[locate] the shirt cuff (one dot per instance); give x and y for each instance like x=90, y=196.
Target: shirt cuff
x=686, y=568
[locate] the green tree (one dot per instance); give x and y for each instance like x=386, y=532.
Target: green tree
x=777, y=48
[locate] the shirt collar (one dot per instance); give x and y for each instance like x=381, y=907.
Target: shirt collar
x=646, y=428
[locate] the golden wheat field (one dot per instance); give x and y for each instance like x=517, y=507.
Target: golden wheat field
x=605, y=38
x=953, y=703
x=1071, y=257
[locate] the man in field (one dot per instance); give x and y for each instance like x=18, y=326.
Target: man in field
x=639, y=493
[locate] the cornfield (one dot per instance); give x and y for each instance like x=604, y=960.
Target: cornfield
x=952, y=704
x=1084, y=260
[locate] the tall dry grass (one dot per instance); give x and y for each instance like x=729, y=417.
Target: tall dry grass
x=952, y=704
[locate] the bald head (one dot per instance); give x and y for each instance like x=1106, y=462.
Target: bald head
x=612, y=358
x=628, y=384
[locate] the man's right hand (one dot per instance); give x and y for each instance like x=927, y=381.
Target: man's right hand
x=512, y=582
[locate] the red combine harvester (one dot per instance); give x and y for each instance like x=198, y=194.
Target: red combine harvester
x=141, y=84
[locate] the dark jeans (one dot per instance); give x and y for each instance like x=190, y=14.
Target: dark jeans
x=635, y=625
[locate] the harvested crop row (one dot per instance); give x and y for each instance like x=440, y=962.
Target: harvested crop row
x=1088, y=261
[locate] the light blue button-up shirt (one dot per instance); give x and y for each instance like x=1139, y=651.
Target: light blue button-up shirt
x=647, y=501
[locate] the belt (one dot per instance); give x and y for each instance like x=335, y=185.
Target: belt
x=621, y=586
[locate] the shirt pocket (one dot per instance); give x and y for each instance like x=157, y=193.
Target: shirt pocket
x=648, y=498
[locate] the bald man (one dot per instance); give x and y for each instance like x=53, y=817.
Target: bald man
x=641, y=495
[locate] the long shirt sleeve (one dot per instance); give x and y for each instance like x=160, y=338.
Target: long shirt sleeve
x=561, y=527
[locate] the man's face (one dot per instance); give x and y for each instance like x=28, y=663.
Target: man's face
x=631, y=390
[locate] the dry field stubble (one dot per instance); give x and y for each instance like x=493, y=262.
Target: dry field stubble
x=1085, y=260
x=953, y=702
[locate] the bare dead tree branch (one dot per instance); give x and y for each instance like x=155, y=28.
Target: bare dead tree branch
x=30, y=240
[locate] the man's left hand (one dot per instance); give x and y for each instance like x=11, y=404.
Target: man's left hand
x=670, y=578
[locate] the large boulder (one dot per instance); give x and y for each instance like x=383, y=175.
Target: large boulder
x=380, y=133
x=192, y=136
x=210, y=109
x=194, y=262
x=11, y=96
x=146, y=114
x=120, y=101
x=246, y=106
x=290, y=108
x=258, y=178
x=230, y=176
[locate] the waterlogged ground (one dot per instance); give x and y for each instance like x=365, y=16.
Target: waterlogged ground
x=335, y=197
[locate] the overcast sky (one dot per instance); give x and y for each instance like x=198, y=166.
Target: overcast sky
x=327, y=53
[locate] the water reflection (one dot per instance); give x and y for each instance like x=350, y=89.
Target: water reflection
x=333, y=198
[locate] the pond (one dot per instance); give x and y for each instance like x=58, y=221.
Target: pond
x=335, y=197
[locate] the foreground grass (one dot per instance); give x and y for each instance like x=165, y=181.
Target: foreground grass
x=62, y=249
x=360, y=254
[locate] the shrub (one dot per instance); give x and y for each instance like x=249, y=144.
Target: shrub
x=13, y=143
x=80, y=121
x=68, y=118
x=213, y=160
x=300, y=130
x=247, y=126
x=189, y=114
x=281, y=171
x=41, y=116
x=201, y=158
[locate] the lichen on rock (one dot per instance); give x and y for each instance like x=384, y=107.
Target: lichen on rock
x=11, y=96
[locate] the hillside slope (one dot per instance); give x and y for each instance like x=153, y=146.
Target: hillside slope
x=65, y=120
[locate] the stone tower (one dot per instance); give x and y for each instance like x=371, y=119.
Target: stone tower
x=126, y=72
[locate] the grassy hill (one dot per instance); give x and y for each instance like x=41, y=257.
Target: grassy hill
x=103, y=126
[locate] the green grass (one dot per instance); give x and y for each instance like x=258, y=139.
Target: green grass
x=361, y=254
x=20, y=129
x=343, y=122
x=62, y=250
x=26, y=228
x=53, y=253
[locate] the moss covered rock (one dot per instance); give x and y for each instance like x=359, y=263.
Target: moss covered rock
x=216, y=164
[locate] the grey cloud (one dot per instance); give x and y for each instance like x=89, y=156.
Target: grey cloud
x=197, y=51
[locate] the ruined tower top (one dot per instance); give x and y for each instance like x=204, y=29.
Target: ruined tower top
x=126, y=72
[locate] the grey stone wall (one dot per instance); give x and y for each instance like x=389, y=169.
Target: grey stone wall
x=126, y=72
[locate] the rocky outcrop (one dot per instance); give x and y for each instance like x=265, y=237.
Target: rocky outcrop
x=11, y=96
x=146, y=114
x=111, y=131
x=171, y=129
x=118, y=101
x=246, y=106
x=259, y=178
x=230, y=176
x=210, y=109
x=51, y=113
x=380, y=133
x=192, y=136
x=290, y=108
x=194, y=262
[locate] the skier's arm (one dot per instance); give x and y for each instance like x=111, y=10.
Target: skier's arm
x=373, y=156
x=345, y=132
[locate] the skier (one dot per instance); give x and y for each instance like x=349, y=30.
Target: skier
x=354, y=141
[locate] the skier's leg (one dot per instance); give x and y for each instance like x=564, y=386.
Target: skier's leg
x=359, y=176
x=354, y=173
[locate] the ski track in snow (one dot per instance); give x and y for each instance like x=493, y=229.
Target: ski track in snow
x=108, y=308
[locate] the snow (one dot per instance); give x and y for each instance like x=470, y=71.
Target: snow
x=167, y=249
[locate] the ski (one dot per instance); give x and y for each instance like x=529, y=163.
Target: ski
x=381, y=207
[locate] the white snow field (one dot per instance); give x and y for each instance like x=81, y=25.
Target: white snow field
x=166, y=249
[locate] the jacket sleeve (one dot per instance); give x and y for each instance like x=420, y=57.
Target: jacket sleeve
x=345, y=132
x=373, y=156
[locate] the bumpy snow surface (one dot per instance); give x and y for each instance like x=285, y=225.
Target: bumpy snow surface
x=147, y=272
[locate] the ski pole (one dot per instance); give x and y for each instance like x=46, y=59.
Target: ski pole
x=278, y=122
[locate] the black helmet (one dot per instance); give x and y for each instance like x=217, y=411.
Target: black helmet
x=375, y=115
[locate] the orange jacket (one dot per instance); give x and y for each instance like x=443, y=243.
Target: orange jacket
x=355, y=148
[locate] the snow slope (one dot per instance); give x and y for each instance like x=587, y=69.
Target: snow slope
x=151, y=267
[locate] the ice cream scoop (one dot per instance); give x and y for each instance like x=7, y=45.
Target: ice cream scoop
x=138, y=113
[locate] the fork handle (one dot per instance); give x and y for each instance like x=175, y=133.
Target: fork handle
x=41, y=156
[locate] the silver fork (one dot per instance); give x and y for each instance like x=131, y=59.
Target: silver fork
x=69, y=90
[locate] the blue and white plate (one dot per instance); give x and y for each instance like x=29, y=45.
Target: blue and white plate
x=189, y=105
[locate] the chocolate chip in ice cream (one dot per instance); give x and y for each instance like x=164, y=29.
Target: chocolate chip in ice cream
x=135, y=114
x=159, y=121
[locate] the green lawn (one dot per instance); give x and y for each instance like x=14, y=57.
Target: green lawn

◆ ◆ ◆ ◆ ◆ ◆ ◆

DIRECTION: Copy out all of the lines above, replacing "instance" with "occurrence" wherever it appears and leaving everything else unchanged.

RESPONSE:
[locate] the shirt cuff (one dot per occurrence); give x and y for each occurrence like x=90, y=196.
Target: shirt cuff
x=686, y=568
[locate] the green tree (one dot per occurrence); give x and y for each occurrence like x=386, y=532.
Target: green tree
x=777, y=48
[locate] the shirt collar (one dot per occurrence); give x and y for each occurrence like x=381, y=907.
Target: shirt collar
x=646, y=428
[locate] the golden wheat field (one dot per occurrence); give x and y for each occurrence like x=517, y=507.
Target: golden wheat field
x=605, y=38
x=953, y=703
x=1071, y=257
[locate] the man in field (one dot per occurrence); give x and y for each occurrence like x=18, y=326.
Target: man in field
x=639, y=493
[locate] the cornfield (one dot per occurrence); give x and y for each occurrence like x=604, y=960.
Target: cornfield
x=952, y=704
x=1084, y=260
[locate] the tall dry grass (one dot per occurrence); give x and y for each occurrence like x=729, y=417.
Target: tall dry grass
x=952, y=704
[locate] the bald head (one dot per occurrence); give x and y for each occurrence like x=1106, y=462.
Target: bald head
x=612, y=358
x=628, y=384
[locate] the man's right hand (one dot per occurrence); give x and y for each occurrence like x=927, y=381.
Target: man's right hand
x=512, y=582
[locate] the red combine harvester (one dot per occurrence); give x and y for each occurrence like x=198, y=194.
Target: red combine harvester
x=141, y=84
[locate] the dark jeans (one dot per occurrence); give x and y for each occurrence like x=190, y=14.
Target: dark jeans
x=635, y=625
[locate] the harvested crop row (one dot per occurrence); give x and y for each occurrence like x=440, y=962.
Target: harvested crop row
x=1088, y=261
[locate] the light blue button-up shirt (one dot per occurrence); give x and y for each occurrence like x=1139, y=651.
Target: light blue button-up shirt
x=647, y=501
[locate] the belt (one dot per occurrence); give x and y for each occurrence like x=335, y=185.
Target: belt
x=621, y=586
[locate] the shirt pocket (one dot per occurrence); give x and y for each occurrence like x=157, y=193.
Target: shirt pocket
x=648, y=498
[locate] the bald man (one dot per occurrence); give x and y for each occurrence like x=53, y=817.
Target: bald man
x=641, y=495
[locate] the long shirt sleeve (one dot per occurrence); give x and y for each occurrence like x=160, y=338.
Target: long shirt sleeve
x=561, y=527
[locate] the man's face (one dot per occurrence); give x and y for each occurrence like x=28, y=663.
Target: man's face
x=631, y=390
[locate] the dry field stubble (one dot per occurrence); give x and y for each occurrence like x=493, y=262.
Target: dry field stubble
x=1085, y=260
x=953, y=702
[locate] the bare dead tree branch (one dot per occurrence); give x and y for each occurrence like x=155, y=28.
Target: bare dead tree branch
x=30, y=240
[locate] the man's left hand (one dot per occurrence); give x and y for each occurrence like x=11, y=404.
Target: man's left hand
x=670, y=578
[locate] the large boulder (one dot per occurrence); give x and y for each occurrence like x=383, y=175.
Target: large boulder
x=380, y=133
x=192, y=136
x=210, y=109
x=194, y=262
x=11, y=96
x=146, y=114
x=120, y=101
x=246, y=106
x=290, y=108
x=258, y=178
x=230, y=176
[locate] the waterlogged ground (one dot per occurrence); give x and y for each occurrence like x=365, y=16.
Target: waterlogged ground
x=335, y=197
[locate] the overcast sky (one dot per occurrence); give x and y for each occurrence like x=198, y=166.
Target: overcast sky
x=327, y=53
[locate] the water reflection (one dot per occurrence); give x and y for each occurrence like x=350, y=89.
Target: water reflection
x=333, y=198
[locate] the pond (one dot per occurrence); give x and y for each occurrence like x=58, y=221.
Target: pond
x=335, y=197
[locate] the foreground grass (one dot per occurrence); give x and y for each occurrence like x=165, y=181.
Target: foreground grass
x=62, y=249
x=360, y=254
[locate] the shrub (one dot per occurrence); give x and y for each occurrence like x=249, y=144.
Target: shrub
x=13, y=143
x=80, y=121
x=68, y=118
x=213, y=160
x=300, y=130
x=247, y=126
x=189, y=114
x=281, y=171
x=41, y=116
x=201, y=158
[locate] the lichen on rock (one dot per occurrence); give x and y for each occurrence like x=384, y=107.
Target: lichen on rock
x=11, y=96
[locate] the hillside slope (one dot per occurrence); give x and y for each occurrence like x=153, y=146.
Target: hillside slope
x=65, y=120
[locate] the stone tower (one dot per occurrence); give x and y for each occurrence like x=371, y=119.
Target: stone tower
x=126, y=72
[locate] the grassy hill (one dot per occurrence); give x and y for each occurrence like x=41, y=257.
Target: grassy hill
x=103, y=126
[locate] the green grass (one dot per occurrence); give x and y for each occurrence like x=258, y=139.
Target: green grass
x=361, y=254
x=20, y=129
x=343, y=122
x=62, y=250
x=26, y=228
x=53, y=253
[locate] the moss covered rock (one dot per occurrence); give x and y for each occurrence like x=359, y=263.
Target: moss covered rock
x=216, y=164
[locate] the grey cloud (one dot per occurrence); give x and y for each occurrence like x=89, y=156.
Target: grey cloud
x=197, y=51
[locate] the ruined tower top (one dot per occurrence); give x and y for each occurrence like x=204, y=29.
Target: ruined tower top
x=126, y=72
[locate] the grey stone wall (one dot per occurrence); give x and y for each occurrence like x=389, y=169.
Target: grey stone wall
x=126, y=72
[locate] the rocky outcrop (one dot per occurrence); give x and y for each occurrence like x=265, y=237.
Target: rocky outcrop
x=11, y=96
x=146, y=114
x=111, y=131
x=171, y=129
x=118, y=101
x=246, y=106
x=259, y=178
x=230, y=176
x=210, y=109
x=51, y=113
x=380, y=133
x=192, y=136
x=290, y=108
x=194, y=262
[locate] the skier's arm (one dot per occurrence); give x and y for each occurrence like x=111, y=10.
Target: skier's arm
x=373, y=156
x=345, y=132
[locate] the skier (one dot per occurrence); give x and y for each occurrence like x=349, y=30.
Target: skier
x=354, y=141
[locate] the skier's leg (one dot per occurrence); give x and y for each occurrence like x=564, y=386.
Target: skier's leg
x=359, y=176
x=354, y=173
[locate] the ski track in snow (one dot per occurrence); give x and y for each occurrence like x=493, y=229.
Target: ski track in snow
x=108, y=308
[locate] the snow (one dot per occurrence); give x and y for each occurrence like x=470, y=71.
Target: snow
x=167, y=249
[locate] the ski (one dot per occurrence); give x and y for each occurrence like x=529, y=163.
Target: ski
x=381, y=207
[locate] the white snow field (one dot per occurrence); give x and y for each occurrence like x=81, y=25.
Target: white snow field
x=166, y=249
[locate] the jacket sleeve (one dot per occurrence); give x and y for each occurrence like x=420, y=57.
Target: jacket sleeve
x=345, y=132
x=373, y=156
[locate] the bumpy snow surface (one dot per occurrence); give x and y for each occurrence like x=285, y=225.
Target: bumpy snow surface
x=147, y=272
[locate] the ski pole (one dot per occurrence); give x and y for each occurrence like x=46, y=59.
Target: ski pole
x=278, y=122
[locate] the black helmet (one dot per occurrence); give x and y for each occurrence like x=217, y=411.
Target: black helmet
x=375, y=115
[locate] the orange jacket (one dot per occurrence); give x and y for each occurrence like x=443, y=243.
Target: orange jacket
x=355, y=148
[locate] the snow slope (one dot per occurrence); give x and y for each occurrence like x=587, y=69.
Target: snow slope
x=151, y=267
[locate] the ice cream scoop (one dot per occurrence); give x and y for each occurrence like x=7, y=45.
Target: ice cream scoop
x=138, y=113
[locate] the fork handle (one dot per occurrence); give x and y for each occurrence like x=175, y=133.
Target: fork handle
x=41, y=156
[locate] the silver fork (one dot per occurrence); give x and y for each occurrence like x=131, y=59.
Target: silver fork
x=69, y=90
[locate] the blue and white plate (one dot per occurrence); give x and y for each occurrence like x=29, y=45.
Target: blue and white plate
x=189, y=105
[locate] the chocolate chip in ice cream (one dot per occurrence); give x and y for each occurrence like x=164, y=29.
Target: chocolate chip in ice cream
x=135, y=114
x=159, y=121
[locate] the green lawn (one dot per occurrence); give x and y for each occurrence like x=14, y=57.
Target: green lawn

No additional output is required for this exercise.